===== Reading passage =====
My Glass Terrace the Hinterland by Bonnie Jean Michalski
Published by anUncagededition

Fourteen of Michalski’s poems are framed by lines from Yeats’ Three Things: “Sang a bone upon the shore” and “A bone wave-whitened and dried in the wind.” Each poem becomes a word-window showing something on the glass, on the ledge, against the pane, near the frame, behind the glass.

"A bone wave-whitened and dried in the wind.

blends polymer with glass and finds
a durability how the window can angle
out to create a barrier that feels metrical
had the first know tension between
design and outlying use value yet
bad form begot bad form and a token
to place oneself inside of success channels"

The repetitious Yeats’ lines creates a space to engage with each of Michalski's word-windows. These poems, we are told, belong to a larger work—worth waiting for.


Cancer Mon Amour by Kathrin Schaeppi
Published by Winterling Press (Emma Phillipps)
=====
> _Tasks for this exercise_
(a) According to the review, which Yeats poem supplies the lines that frame Michalski's poems?
(b) The review lists the places where each of Michalski's word-windows shows something. Name all of them.
===== Data =====
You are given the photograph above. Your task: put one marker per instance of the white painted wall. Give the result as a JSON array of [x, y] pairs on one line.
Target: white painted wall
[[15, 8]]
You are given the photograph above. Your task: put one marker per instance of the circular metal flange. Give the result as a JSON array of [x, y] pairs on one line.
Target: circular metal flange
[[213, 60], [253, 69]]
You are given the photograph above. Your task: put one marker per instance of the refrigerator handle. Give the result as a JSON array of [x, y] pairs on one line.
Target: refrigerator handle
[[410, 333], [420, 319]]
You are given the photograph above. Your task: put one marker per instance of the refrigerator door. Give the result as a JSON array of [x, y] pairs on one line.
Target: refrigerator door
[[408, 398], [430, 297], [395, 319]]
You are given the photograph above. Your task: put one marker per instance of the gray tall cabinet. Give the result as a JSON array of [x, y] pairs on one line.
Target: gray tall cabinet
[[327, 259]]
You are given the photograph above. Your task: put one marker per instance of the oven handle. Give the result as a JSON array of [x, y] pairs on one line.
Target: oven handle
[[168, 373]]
=====
> _Answers for this exercise_
(a) Three Things

(b) on the glass, on the ledge, against the pane, near the frame, behind the glass